▸ WHAT IS NEEDED
Without altering a single word, repeat the records that follow.

Records from a collection:
------------------------------------

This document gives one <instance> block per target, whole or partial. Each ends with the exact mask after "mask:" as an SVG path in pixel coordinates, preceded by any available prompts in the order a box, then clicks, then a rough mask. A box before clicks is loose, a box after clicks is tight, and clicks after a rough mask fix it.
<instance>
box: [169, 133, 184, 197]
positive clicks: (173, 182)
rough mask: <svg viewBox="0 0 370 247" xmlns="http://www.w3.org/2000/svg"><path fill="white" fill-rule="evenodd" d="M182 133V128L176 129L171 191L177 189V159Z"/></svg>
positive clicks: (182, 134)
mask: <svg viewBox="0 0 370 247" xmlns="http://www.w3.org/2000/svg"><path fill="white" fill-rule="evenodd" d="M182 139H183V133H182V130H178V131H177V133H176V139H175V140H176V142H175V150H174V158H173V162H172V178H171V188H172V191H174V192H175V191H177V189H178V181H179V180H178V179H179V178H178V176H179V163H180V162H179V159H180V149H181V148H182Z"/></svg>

------------------------------------

▸ SOLUTION TO THE PROBLEM
This document gives one <instance> block per target, whole or partial. Each ends with the exact mask after "mask:" as an SVG path in pixel coordinates, preceded by any available prompts in the order a box, then clicks, then a rough mask. A box before clicks is loose, a box after clicks is tight, and clicks after a rough mask fix it.
<instance>
box: [169, 133, 184, 197]
positive clicks: (173, 182)
rough mask: <svg viewBox="0 0 370 247" xmlns="http://www.w3.org/2000/svg"><path fill="white" fill-rule="evenodd" d="M182 133V128L176 129L171 191L177 189V159Z"/></svg>
positive clicks: (182, 134)
mask: <svg viewBox="0 0 370 247" xmlns="http://www.w3.org/2000/svg"><path fill="white" fill-rule="evenodd" d="M182 139H183V133H182V130H178V131H177V133H176V139H175V140H176V142H175V150H174V158H173V162H172V178H171V188H172V191H174V192H175V191H177V189H178V181H179V180H178V179H179V178H178V176H179V163H180V162H179V159H180V149H181V148H182Z"/></svg>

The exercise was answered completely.